- Problem statement: Tally how many lines in the rows below contain the string "dark". Case counts, and the reply should be the number alone.

[Stored dataset items]
★ ★ ★ ★

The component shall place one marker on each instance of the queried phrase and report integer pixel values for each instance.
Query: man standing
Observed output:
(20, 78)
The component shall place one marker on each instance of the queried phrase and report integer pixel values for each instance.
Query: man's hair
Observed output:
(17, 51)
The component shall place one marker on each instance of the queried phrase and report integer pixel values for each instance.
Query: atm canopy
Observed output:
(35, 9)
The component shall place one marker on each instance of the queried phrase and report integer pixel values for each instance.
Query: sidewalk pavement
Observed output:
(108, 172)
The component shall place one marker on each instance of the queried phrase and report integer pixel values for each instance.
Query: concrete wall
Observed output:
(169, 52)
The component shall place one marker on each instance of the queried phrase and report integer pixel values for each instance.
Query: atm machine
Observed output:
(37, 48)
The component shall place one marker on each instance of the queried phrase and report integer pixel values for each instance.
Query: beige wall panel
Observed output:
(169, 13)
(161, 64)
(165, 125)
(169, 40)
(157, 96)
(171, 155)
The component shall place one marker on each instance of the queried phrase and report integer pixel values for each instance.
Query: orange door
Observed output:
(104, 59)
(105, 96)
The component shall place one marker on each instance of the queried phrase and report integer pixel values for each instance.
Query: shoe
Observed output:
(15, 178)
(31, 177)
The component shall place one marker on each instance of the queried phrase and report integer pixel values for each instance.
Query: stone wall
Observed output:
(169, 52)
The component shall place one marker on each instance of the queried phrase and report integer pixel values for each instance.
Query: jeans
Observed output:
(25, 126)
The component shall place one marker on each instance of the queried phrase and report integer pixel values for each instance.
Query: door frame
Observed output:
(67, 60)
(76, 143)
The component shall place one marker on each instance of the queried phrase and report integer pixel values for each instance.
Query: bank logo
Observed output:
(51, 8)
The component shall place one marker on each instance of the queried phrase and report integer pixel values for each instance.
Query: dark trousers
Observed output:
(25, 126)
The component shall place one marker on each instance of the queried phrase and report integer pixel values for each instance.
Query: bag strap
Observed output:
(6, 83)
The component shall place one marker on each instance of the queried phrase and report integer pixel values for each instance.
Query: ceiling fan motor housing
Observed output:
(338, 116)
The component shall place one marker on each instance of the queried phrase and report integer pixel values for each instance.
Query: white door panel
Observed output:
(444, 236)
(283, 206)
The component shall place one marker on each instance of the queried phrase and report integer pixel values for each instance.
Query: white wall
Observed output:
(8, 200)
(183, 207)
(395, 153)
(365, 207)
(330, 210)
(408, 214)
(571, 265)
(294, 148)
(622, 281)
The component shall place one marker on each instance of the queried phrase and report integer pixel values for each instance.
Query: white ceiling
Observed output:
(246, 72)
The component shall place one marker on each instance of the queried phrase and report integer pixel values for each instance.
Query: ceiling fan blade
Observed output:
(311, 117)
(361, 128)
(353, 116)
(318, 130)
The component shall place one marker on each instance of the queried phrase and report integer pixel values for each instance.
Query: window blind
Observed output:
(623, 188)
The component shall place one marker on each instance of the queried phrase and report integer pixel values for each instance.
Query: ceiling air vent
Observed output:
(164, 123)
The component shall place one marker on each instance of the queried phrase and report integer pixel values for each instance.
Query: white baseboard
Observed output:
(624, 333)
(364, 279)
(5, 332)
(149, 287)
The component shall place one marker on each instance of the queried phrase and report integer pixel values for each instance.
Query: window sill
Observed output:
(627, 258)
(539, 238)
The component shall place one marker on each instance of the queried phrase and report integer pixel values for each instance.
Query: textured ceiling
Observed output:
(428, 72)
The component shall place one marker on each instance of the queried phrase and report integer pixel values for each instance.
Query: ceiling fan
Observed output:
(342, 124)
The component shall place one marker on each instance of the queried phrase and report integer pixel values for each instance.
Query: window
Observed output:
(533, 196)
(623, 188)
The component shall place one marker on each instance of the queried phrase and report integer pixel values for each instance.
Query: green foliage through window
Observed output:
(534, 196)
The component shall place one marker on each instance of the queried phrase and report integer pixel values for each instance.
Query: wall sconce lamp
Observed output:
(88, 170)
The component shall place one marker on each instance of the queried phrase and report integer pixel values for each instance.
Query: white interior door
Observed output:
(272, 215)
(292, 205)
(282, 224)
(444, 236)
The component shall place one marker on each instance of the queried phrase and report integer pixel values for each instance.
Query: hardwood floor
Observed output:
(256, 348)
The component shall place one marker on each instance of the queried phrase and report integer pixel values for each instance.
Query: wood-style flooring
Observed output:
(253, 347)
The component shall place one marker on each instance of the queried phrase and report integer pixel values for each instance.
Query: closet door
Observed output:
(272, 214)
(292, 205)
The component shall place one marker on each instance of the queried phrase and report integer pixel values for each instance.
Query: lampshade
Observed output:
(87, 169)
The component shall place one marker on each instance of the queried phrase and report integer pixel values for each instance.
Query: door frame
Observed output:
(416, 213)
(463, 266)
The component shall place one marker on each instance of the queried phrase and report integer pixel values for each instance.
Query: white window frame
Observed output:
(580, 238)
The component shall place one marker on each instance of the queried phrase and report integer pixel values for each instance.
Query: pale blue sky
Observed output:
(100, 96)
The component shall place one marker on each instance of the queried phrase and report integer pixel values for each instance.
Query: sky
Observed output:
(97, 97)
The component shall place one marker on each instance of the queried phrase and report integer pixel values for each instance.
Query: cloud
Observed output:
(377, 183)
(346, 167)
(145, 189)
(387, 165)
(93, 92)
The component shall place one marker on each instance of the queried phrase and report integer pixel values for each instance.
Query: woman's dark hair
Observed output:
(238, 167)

★ ★ ★ ★

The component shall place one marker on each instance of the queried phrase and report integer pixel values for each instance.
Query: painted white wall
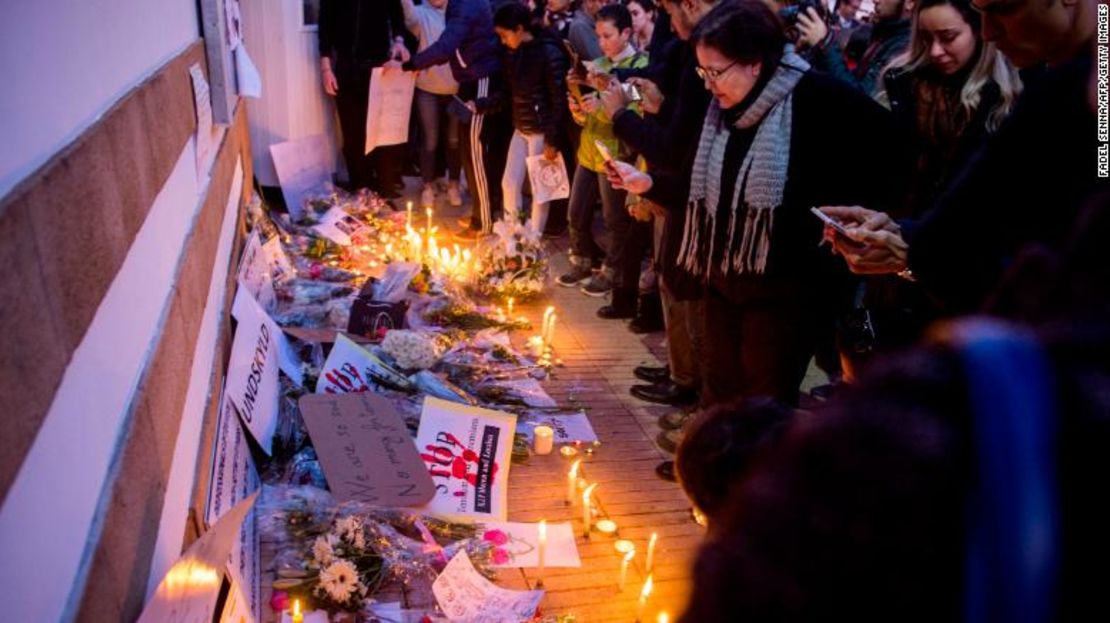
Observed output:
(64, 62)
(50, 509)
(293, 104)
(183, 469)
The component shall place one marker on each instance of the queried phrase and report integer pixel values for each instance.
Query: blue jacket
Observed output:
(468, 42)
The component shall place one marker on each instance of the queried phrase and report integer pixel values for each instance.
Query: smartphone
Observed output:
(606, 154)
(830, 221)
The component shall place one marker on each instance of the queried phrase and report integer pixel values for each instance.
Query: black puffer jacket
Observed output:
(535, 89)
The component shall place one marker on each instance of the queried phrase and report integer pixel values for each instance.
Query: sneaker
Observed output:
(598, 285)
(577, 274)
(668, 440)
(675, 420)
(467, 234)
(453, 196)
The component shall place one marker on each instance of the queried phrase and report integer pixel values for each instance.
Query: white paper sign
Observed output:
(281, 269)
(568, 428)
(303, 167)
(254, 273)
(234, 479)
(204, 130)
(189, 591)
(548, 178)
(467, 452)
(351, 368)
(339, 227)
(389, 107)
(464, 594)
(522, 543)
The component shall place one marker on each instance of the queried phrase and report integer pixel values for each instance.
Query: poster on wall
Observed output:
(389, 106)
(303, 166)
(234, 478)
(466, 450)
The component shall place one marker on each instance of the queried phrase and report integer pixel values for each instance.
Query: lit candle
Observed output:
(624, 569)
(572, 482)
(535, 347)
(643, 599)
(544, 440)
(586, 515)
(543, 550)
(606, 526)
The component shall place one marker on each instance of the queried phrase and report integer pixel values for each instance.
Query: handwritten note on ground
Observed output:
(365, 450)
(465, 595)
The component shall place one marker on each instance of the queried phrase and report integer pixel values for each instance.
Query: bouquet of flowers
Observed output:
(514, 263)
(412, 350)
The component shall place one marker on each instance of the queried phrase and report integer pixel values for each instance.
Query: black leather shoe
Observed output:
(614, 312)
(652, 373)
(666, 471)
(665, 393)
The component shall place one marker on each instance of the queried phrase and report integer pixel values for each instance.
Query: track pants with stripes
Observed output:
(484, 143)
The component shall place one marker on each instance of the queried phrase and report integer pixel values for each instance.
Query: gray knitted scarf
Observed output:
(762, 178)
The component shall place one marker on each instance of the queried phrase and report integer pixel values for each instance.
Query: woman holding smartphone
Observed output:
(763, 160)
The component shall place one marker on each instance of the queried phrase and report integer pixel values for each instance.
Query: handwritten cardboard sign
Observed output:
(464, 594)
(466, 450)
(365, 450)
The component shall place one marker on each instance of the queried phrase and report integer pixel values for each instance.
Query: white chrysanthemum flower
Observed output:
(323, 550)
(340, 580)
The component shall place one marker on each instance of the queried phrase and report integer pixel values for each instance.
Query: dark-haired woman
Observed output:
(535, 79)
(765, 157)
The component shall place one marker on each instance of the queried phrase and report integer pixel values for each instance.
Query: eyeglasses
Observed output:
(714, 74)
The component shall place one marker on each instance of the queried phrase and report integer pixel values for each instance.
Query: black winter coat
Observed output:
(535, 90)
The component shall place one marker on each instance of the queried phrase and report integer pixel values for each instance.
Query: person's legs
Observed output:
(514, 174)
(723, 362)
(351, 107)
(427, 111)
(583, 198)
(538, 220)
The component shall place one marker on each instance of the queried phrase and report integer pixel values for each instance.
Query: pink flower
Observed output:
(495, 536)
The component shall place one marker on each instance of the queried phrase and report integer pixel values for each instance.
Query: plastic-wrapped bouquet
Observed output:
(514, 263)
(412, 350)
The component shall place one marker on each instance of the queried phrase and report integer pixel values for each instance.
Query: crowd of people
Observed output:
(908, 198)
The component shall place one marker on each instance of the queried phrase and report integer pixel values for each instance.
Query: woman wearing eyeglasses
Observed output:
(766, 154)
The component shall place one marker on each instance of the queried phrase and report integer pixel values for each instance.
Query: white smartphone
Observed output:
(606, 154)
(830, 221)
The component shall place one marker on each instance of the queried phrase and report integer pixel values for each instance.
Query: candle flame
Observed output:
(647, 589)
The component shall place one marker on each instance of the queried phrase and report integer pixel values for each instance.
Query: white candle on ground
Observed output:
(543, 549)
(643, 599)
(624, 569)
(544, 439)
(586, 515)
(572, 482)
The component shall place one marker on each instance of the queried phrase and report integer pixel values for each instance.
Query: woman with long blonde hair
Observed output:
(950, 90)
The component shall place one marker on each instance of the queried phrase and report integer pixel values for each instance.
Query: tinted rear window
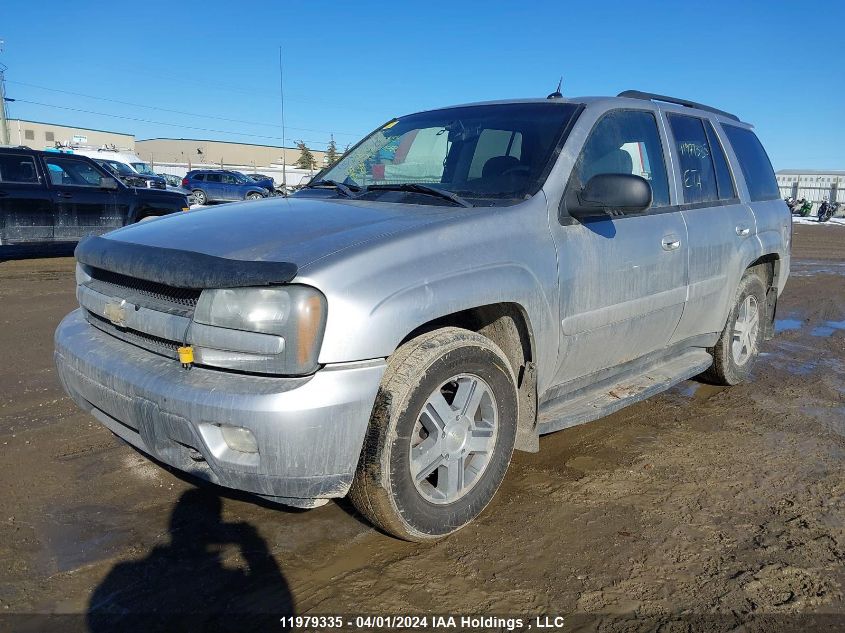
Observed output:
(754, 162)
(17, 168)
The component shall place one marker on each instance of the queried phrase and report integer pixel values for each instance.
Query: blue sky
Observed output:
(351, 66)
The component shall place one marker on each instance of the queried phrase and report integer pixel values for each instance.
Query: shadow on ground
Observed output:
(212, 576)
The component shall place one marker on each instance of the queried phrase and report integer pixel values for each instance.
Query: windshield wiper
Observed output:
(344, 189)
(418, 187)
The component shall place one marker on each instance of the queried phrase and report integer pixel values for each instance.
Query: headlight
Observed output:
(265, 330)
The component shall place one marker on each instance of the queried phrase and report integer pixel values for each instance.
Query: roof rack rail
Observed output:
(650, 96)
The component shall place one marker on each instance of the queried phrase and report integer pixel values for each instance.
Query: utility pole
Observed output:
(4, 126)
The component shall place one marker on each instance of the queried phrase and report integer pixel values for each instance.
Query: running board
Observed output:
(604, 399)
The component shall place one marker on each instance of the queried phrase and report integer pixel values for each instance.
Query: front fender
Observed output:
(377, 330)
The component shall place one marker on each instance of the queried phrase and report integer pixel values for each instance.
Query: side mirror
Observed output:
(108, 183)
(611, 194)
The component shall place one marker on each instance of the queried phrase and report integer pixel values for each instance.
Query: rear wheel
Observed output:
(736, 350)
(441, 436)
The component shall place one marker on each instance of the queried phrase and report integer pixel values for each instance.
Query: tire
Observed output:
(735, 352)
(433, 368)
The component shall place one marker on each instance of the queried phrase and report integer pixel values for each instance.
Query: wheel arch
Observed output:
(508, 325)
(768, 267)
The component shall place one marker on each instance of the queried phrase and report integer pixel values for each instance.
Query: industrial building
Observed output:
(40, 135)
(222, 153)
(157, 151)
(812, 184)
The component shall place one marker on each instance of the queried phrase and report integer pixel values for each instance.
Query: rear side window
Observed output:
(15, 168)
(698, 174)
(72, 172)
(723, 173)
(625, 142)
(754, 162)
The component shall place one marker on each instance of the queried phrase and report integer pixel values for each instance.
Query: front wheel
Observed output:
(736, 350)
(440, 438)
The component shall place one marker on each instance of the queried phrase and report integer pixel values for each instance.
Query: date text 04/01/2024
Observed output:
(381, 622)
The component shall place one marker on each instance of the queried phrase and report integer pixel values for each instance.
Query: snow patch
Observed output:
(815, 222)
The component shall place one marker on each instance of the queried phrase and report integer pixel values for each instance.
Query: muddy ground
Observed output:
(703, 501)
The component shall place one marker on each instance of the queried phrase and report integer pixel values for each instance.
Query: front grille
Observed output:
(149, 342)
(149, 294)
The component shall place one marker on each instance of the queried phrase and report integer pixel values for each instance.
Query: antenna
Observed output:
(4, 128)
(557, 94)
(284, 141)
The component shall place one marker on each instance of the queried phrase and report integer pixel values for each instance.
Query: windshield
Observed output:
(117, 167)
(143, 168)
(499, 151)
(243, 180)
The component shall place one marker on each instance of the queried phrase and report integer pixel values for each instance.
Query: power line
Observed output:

★ ★ ★ ★

- Expected answer: 3